(PASSAGE GIVEN)
____

Incrementing a 2D array in C

Question

I have just started learning 2D arrays in C and I came across this code where a 2D array is directly pre-incremented like this ++array .

I tried to print the matrix in 3 different places(After initializing, in function after increment, in main function after function call), but I can't understand how the pre-incrementation works.

I also noticed that a[1][1]++ is reflected in the original matrix(8 is incremented to 9) but nothing else.

#include <stdio.h>
void printmatrix(int[3][3]);
int function(int a[][3])
{
    int i,j;
    ++a; //what does this do?
    printf("In function...\n");
    printmatrix(a);
    a[1][1]++;
}
void printmatrix(int a[3][3])
{
    int i,j;
    for(i=0;i<3;i++)
    {
        for(j=0;j<3;j++)
        {
            printf("%d ",a[i][j]);
        }
        printf("\n");
    }
    printf("\n");
}

int main()
{
int a[3][3]={1,2,3,4,5,6,7,8,9};
printf("Initially...\n");
printmatrix(a);
function(a);
printf("In main...\n");
printmatrix(a);
printf("a[2][1]-a[1][2]=%d",a[2][1]-a[1][2]);
return 0;
}

The output that I got is,

Initially...
1 2 3 
4 5 6 
7 8 9 

In function...
4 5 6 
7 8 9 
32765 0 0 

In main...
1 2 3 
4 5 6 
7 9 9 

a[2][1]-a[1][2]=3

Also when I tried to pre-increment the array after declaring it in the main function I got the following error.

int a[3][3]={1,2,3,4,5,6,7,8,9};
a++;

main.c: In function ‘main’:
main.c:28:2: error: lvalue required as increment operand
 a++;

Answer 1

You cannot increment an array, that makes no sense. You can increment a pointer. Pointers and arrays are two different things.

++a; //what does this do?

This increments a pointer , because a is a pointer. Although it is declared as int a[][3] , it is not a 2D array.

Why is it a pointer and not an array? Because it is a function parameter. A function parameter cannot be an array. You can declare it with square brackets, but it still won't be an array. It means exactly the same thing as int (*a)[3] — only if it is a function parameter. In printmatrix too. This is important .

____

(ROWS)
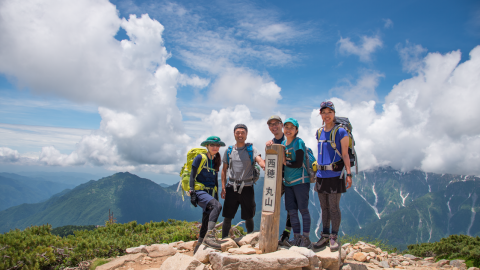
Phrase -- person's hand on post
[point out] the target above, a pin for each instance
(193, 198)
(349, 182)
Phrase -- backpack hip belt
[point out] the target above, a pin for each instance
(214, 190)
(236, 183)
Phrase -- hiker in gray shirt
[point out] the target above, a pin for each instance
(239, 164)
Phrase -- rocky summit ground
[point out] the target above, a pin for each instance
(243, 253)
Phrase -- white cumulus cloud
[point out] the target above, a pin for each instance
(428, 122)
(69, 50)
(364, 50)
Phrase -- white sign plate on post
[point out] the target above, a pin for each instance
(270, 184)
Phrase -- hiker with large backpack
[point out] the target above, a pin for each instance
(275, 125)
(297, 184)
(240, 169)
(204, 190)
(335, 156)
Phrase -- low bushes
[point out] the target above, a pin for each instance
(452, 247)
(37, 248)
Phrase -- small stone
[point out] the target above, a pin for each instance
(242, 251)
(442, 262)
(135, 250)
(186, 246)
(175, 244)
(251, 238)
(343, 254)
(411, 257)
(182, 262)
(229, 244)
(330, 260)
(202, 253)
(458, 263)
(283, 259)
(359, 257)
(160, 250)
(384, 264)
(350, 255)
(356, 266)
(119, 261)
(311, 256)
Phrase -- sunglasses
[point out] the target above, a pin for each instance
(326, 104)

____

(SHORT EXERCISE) In the thread about incrementing a 2D array, reproduce the text between "I tried to print" and "but nothing else.", inclusive, replacing "original" with "initial".

(OUTPUT FOR THIS TASK)
I tried to print the matrix in 3 different places(After initializing, in function after increment, in main function after function call), but I can't understand how the pre-incrementation works.

I also noticed that a[1][1]++ is reflected in the initial matrix(8 is incremented to 9) but nothing else.